_APPLY WHAT YOU READ_:
a) In the post on provider specialty data, why is it hard to have a lookup table of each provider's type and specialty at the time of an encounter? Answer in one to three sentences.
b) From the post on provider specialty data, pull out everything from "In medical research" down to "confusing to use.", word for word.

Thursday, October 27, 2022

Provider specialty data--wrangling and using

In medical research data harvested from insurance/care data it's often important to know something about the providers that appear in the data. In particular we frequently want to know what the type of provider is--were they a:

  • Nurse Practitioner
  • Physician's Assistant
  • Social Worker
  • Technician
and so forth.  It's also frequently important to know what that person's specialty is--for example:
  • Transplant surgery
  • Pediatrics
  • Oncology
Trying to make this data available for research--particularly in hybrid organizations like HMOs, can be a serious challenge.  In general, we'd like to have a lookup table that lists every provider's type and specialty as it existed at the time of an encounter, say. Unfortunately, our sources don't often provide that information, and so we wind up with a pile of types and specialties for each provider that can be confusing to use.

(Stored items)
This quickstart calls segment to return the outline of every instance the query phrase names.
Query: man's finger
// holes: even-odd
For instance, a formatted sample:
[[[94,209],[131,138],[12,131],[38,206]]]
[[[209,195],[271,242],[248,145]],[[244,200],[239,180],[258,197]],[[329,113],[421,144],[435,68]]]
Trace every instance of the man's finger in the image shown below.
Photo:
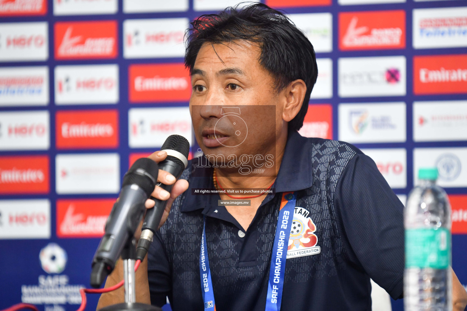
...
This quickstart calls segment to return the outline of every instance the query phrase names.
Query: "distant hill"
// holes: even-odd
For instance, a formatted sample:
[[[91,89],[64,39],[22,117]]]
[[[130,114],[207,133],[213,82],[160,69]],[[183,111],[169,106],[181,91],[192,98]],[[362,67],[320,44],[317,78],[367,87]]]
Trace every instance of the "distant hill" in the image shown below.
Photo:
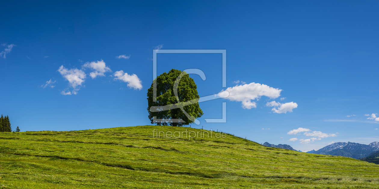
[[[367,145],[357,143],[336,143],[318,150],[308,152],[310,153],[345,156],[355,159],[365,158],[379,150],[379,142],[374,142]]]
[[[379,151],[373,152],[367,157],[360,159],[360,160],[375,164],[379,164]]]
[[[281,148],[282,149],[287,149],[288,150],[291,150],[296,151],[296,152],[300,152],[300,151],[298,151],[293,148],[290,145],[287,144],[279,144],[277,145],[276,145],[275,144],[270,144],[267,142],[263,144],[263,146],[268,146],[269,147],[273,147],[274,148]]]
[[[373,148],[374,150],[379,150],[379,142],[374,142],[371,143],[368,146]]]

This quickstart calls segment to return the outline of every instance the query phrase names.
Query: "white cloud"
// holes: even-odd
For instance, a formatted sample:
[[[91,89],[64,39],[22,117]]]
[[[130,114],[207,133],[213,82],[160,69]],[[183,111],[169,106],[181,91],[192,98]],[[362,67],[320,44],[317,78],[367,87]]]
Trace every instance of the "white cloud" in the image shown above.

_RESULTS FOR THE EXERCISE_:
a) The sources don't often give that information. Instead, you end up with a pile of types and specialties for each provider, and that can be confusing to use.

b)
In medical research data harvested from insurance/care data it's often important to know something about the providers that appear in the data. In particular we frequently want to know what the type of provider is--were they a:

  • Nurse Practitioner
  • Physician's Assistant
  • Social Worker
  • Technician
and so forth.  It's also frequently important to know what that person's specialty is--for example:
  • Transplant surgery
  • Pediatrics
  • Oncology
Trying to make this data available for research--particularly in hybrid organizations like HMOs, can be a serious challenge.  In general, we'd like to have a lookup table that lists every provider's type and specialty as it existed at the time of an encounter, say. Unfortunately, our sources don't often provide that information, and so we wind up with a pile of types and specialties for each provider that can be confusing to use.